__Aim of the exercise__: Show every line in the records below that contains the word "hibiscus".

__Exercise input__:
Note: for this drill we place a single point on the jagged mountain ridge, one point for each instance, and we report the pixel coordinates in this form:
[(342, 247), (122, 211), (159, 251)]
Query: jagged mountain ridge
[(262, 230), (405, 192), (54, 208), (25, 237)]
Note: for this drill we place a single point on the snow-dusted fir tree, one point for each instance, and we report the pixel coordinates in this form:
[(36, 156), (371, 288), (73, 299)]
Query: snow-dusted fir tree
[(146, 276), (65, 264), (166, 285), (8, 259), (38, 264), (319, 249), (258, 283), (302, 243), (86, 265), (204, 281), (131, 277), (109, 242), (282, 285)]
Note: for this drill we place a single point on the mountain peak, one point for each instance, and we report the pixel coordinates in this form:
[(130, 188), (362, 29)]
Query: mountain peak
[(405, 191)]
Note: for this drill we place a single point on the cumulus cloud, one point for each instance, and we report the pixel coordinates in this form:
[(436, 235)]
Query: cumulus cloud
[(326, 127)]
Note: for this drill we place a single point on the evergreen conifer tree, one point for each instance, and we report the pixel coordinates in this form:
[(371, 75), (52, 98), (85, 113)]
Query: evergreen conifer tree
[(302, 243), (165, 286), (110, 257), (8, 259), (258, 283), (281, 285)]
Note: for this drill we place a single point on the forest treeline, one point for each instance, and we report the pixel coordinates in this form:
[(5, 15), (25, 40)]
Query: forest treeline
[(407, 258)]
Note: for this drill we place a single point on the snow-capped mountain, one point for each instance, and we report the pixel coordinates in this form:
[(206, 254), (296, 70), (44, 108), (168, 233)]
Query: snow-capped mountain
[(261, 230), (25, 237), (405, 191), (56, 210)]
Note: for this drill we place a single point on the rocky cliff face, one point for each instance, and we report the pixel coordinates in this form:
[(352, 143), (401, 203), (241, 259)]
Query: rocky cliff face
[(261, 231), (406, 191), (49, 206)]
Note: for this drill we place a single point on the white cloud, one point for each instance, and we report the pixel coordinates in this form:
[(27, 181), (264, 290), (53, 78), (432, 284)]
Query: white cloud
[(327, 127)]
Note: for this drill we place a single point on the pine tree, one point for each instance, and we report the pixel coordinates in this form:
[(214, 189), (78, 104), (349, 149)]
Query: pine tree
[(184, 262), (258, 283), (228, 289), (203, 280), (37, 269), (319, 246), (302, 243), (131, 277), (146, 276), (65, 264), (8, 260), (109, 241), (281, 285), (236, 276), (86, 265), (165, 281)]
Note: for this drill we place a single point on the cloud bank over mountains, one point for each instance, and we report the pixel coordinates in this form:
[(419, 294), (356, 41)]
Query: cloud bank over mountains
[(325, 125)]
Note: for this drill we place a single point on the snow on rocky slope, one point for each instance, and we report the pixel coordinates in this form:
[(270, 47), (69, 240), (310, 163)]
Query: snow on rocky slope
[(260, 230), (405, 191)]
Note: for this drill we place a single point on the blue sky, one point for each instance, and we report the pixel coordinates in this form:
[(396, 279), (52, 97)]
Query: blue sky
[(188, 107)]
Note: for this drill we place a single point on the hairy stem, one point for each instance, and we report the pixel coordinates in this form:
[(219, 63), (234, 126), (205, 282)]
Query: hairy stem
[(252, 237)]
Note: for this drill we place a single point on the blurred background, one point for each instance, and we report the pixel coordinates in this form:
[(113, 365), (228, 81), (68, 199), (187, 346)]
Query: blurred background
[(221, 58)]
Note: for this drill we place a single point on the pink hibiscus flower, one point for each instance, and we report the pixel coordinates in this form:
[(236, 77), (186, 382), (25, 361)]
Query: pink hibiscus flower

__Solution to this exercise__:
Note: for this drill we place a single point on the pink hibiscus flower, one point for each instance, and we report the pixel coordinates in this form:
Query: pink hibiscus flower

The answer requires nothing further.